Abraham’s silence on kid sacrifices

So I was listening to , I think it was “ The Bible for Normal People podcast hosted by Pete and Jared, or maybe it was Tim and Jon’s “‘The Bible Project “. I am not sure because I listened to like 13 hours of theological podcasts in one day while working. I’ll look it up later .

Anyways they were discussing was Abraham’s “ faithful response”’ the best response. When Abraham heard Yahweh say sacrifice your son to me and he was about to do it and was rewarded for being faithful was there not a better option Yahweh was hoping for.

Consider how when Yahweh wanted Abraham’s to save lot and slow him to destroy rape village of Sodom Abraham pleaded repeatedly what
If we find 10, 9 and ect… will you spare it. Then consider how when Moses was told by Yahweh he was going to kill off the tribe and make it new through him. Should Moses have responded faithfully by saying “‘yes your will be done “ showing he loved Yahweh more than his tribe? Or was it better that Moses argued with God and sad no kill me instead. Just like Jesus did.

========================================

TASKS FOR THIS EXERCISE
1. In the post on Abraham's silence, why isn't the writer sure which podcast held the discussion? Answer in one to three sentences.
2. From the post on Abraham's silence, copy out the passage between "Consider how when Yahweh" and "like Jesus did.", inclusive.

DATA
========================================

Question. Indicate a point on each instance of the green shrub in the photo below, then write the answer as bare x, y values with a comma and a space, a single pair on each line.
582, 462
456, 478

========================================

ANSWERS PER TASK
1. The writer isn't sure because they listened to about 13 hours of theological podcasts in a single day while working.

2.
Consider how when Yahweh wanted Abraham’s to save lot and slow him to destroy rape village of Sodom Abraham pleaded repeatedly what
If we find 10, 9 and ect… will you spare it. Then consider how when Moses was told by Yahweh he was going to kill off the tribe and make it new through him. Should Moses have responded faithfully by saying “‘yes your will be done “ showing he loved Yahweh more than his tribe? Or was it better that Moses argued with God and sad no kill me instead. Just like Jesus did.